--- start of PROVIDED MATERIAL ---

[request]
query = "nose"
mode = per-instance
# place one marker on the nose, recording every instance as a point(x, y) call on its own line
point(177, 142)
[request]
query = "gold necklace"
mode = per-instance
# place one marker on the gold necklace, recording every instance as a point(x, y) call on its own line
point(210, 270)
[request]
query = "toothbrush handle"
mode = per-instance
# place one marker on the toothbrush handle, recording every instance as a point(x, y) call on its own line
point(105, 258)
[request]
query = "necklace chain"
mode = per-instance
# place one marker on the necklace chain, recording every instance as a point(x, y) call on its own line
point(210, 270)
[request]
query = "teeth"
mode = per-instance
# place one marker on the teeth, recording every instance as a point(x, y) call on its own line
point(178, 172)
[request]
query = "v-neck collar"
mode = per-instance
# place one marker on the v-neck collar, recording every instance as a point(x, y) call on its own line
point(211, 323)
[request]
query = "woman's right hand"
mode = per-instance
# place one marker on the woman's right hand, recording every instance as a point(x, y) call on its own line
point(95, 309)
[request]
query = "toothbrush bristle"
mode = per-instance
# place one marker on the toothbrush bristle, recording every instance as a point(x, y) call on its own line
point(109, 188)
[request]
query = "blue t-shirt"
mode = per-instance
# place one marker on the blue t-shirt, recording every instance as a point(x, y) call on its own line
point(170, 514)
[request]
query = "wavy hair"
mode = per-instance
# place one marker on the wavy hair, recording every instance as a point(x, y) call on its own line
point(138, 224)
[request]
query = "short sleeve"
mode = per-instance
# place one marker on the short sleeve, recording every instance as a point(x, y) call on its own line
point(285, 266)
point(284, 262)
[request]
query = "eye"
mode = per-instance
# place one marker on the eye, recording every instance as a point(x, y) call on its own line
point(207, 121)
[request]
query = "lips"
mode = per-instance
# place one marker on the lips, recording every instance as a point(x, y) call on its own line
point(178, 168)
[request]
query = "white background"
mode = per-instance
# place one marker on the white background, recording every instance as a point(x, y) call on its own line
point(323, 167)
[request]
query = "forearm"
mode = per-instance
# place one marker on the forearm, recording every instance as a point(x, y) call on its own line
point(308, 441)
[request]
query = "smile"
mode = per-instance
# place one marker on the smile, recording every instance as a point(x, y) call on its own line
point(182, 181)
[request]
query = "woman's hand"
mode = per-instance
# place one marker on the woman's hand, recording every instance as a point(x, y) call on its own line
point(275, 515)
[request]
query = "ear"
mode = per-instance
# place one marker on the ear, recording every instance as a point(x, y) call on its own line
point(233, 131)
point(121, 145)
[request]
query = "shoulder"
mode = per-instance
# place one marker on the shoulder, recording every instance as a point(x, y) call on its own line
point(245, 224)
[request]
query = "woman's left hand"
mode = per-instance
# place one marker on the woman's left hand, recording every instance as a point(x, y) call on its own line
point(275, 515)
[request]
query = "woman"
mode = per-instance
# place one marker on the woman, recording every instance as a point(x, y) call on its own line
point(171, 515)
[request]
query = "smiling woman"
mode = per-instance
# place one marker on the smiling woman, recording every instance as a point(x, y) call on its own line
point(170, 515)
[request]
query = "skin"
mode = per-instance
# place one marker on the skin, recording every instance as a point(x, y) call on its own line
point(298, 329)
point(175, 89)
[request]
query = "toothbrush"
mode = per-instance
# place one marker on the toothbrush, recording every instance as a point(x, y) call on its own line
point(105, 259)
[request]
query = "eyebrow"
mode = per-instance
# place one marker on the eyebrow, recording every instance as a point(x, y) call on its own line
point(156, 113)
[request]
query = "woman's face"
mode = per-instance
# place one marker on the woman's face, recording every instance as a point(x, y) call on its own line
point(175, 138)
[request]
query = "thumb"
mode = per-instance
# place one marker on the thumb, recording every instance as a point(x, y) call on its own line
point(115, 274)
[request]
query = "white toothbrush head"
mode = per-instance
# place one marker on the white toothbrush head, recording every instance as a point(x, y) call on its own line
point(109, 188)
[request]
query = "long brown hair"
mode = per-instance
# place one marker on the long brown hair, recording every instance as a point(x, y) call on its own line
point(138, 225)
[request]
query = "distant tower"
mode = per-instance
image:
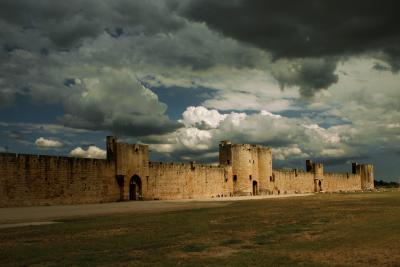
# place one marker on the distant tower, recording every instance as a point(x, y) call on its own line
point(318, 170)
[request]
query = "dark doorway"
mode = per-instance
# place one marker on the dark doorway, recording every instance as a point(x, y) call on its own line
point(135, 188)
point(255, 189)
point(317, 185)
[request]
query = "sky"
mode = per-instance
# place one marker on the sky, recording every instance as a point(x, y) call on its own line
point(311, 79)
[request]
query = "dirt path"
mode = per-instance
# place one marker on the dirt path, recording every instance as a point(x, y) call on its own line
point(13, 217)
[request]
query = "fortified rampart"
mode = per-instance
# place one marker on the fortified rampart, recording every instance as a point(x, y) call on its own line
point(127, 174)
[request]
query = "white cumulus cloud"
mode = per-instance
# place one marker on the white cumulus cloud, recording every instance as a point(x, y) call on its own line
point(47, 143)
point(202, 117)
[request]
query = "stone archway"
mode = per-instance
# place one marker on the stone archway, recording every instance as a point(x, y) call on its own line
point(255, 188)
point(318, 185)
point(135, 188)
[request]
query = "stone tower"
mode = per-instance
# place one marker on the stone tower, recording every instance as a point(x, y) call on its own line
point(366, 172)
point(131, 167)
point(251, 167)
point(318, 170)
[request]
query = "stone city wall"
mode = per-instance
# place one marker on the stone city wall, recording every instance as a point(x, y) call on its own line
point(186, 180)
point(27, 180)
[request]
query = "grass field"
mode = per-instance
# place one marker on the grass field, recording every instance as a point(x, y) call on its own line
point(323, 230)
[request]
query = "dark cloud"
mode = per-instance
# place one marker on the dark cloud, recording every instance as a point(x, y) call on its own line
point(310, 74)
point(308, 30)
point(305, 28)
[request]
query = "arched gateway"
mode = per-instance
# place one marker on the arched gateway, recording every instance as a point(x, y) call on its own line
point(135, 188)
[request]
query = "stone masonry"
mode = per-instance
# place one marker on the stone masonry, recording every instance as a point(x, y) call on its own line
point(127, 174)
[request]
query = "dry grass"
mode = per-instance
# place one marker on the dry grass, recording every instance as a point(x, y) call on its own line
point(322, 230)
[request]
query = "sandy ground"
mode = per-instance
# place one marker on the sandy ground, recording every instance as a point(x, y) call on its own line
point(23, 216)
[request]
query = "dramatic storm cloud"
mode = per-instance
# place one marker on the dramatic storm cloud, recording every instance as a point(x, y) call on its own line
point(307, 30)
point(312, 79)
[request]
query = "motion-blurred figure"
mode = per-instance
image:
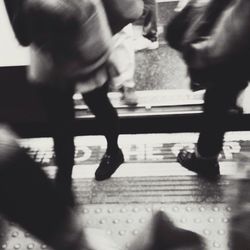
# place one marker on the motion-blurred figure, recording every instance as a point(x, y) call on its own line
point(162, 234)
point(149, 38)
point(123, 60)
point(214, 46)
point(70, 48)
point(30, 199)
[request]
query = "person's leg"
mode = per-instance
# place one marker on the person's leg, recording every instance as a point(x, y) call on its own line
point(59, 107)
point(123, 59)
point(217, 103)
point(149, 38)
point(150, 20)
point(106, 115)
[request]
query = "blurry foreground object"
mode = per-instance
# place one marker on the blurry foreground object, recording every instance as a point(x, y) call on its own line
point(29, 199)
point(162, 234)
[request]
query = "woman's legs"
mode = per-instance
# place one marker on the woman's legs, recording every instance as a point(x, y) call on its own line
point(59, 107)
point(106, 115)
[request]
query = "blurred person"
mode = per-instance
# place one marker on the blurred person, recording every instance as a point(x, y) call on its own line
point(68, 53)
point(30, 199)
point(149, 38)
point(162, 234)
point(215, 51)
point(123, 58)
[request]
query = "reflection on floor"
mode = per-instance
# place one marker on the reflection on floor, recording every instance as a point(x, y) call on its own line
point(149, 181)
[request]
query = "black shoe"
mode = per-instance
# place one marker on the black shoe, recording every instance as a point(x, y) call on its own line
point(109, 163)
point(207, 168)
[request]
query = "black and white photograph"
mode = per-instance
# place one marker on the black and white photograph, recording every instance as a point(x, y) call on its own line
point(124, 125)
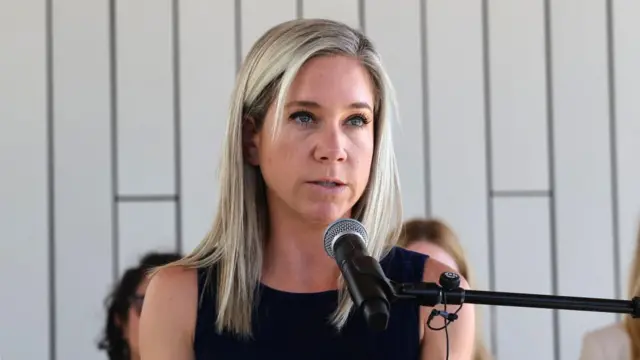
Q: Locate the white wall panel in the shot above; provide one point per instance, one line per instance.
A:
(258, 16)
(627, 79)
(403, 62)
(582, 162)
(24, 195)
(145, 227)
(83, 174)
(207, 74)
(145, 97)
(457, 127)
(346, 11)
(523, 251)
(518, 95)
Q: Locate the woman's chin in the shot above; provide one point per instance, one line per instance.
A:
(325, 214)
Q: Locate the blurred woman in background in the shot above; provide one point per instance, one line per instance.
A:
(436, 239)
(621, 340)
(124, 304)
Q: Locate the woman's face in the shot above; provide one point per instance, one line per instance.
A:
(318, 165)
(132, 325)
(434, 252)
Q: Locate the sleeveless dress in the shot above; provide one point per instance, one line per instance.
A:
(295, 326)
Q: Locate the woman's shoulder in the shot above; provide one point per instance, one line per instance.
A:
(171, 298)
(400, 264)
(610, 342)
(609, 332)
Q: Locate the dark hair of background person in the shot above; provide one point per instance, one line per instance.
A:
(120, 300)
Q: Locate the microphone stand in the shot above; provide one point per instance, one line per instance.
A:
(449, 292)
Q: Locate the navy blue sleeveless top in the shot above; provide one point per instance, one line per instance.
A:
(296, 326)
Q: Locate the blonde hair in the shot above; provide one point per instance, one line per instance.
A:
(632, 326)
(437, 232)
(235, 242)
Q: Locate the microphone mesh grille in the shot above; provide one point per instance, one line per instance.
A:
(339, 227)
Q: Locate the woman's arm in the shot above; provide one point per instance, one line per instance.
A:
(167, 322)
(461, 331)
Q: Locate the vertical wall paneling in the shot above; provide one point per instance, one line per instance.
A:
(258, 16)
(457, 128)
(346, 11)
(83, 174)
(403, 62)
(626, 54)
(26, 191)
(523, 251)
(582, 159)
(145, 227)
(518, 111)
(145, 97)
(207, 74)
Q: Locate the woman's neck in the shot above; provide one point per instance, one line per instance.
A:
(295, 259)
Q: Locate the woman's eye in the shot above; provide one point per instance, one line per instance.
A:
(357, 121)
(302, 118)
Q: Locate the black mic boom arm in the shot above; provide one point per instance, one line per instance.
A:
(450, 293)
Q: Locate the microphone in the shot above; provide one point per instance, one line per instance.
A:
(345, 241)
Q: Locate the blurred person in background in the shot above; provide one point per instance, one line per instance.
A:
(124, 305)
(621, 340)
(435, 238)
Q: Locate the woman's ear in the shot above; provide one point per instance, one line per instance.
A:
(250, 141)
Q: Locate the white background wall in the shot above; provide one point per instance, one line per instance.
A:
(520, 127)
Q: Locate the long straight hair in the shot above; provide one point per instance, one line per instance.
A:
(632, 326)
(234, 245)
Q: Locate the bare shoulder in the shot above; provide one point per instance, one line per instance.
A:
(461, 332)
(168, 319)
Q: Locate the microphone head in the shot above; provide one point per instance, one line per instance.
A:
(340, 227)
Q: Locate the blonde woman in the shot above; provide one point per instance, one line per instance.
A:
(308, 142)
(436, 239)
(619, 341)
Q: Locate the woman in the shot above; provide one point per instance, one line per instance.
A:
(435, 238)
(124, 304)
(619, 341)
(308, 142)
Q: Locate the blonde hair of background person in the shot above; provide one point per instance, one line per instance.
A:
(436, 239)
(259, 208)
(621, 340)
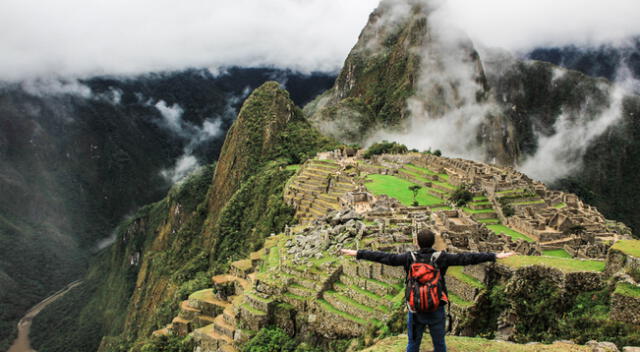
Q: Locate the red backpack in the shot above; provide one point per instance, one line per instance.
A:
(425, 289)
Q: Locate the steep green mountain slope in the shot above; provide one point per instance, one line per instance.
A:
(412, 79)
(76, 158)
(170, 248)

--- end of PROVIDED MATERIAL ---

**YOUR OBJECTIVE:** Rewrite the rows from the start through the line containing "point(177, 142)", changing "nose" to "chin" and keeping everything else the same.

**EXERCISE OUTPUT:**
[request]
query = "chin"
mode = per-instance
# place one marker on the chin, recording every instance as a point(x, y) call on its own line
point(177, 142)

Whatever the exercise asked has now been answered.